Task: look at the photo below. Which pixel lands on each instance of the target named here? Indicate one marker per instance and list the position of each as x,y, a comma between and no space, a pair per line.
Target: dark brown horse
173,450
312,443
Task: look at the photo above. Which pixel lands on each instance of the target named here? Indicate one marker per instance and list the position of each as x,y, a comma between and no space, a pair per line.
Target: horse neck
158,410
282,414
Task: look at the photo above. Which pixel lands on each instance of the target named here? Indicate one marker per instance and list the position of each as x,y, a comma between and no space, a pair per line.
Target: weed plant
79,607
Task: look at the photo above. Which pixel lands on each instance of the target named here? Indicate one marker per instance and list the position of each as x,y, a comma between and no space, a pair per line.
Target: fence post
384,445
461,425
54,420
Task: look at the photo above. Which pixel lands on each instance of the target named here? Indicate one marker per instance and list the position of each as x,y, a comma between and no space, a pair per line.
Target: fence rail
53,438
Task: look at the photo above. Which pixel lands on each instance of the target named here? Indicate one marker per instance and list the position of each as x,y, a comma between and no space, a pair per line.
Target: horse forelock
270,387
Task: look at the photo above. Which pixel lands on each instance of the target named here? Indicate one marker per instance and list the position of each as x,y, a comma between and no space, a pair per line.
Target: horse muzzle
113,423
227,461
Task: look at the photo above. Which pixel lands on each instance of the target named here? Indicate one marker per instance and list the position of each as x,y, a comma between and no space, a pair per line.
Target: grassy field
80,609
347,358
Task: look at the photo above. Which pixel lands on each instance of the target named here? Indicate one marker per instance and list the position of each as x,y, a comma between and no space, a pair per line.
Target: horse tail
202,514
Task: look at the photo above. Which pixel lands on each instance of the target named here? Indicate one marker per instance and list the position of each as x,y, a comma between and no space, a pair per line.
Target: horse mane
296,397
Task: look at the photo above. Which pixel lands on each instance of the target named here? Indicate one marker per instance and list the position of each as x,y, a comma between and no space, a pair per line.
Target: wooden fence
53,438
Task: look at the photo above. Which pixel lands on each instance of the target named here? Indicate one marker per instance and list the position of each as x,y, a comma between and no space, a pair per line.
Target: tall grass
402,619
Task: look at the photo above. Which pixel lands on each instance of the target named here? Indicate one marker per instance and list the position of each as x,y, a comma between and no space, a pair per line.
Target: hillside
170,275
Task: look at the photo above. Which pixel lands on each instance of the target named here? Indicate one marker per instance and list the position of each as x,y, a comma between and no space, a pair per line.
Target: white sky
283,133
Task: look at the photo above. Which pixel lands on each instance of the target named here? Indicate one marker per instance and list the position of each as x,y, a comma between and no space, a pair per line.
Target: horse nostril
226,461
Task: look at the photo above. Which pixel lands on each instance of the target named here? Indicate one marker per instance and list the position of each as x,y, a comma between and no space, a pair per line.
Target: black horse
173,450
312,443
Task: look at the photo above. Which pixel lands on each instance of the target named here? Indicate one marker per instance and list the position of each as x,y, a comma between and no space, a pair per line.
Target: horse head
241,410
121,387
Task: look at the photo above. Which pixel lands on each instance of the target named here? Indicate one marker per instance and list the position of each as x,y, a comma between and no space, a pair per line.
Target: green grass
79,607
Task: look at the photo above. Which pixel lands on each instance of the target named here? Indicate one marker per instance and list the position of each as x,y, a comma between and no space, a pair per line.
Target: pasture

→ **Aim of the task**
Pull every line from the records above that contains the string "fence", treating the match as case-sensitive.

→ **Response**
Target: fence post
Target: fence rail
Target: wooden fence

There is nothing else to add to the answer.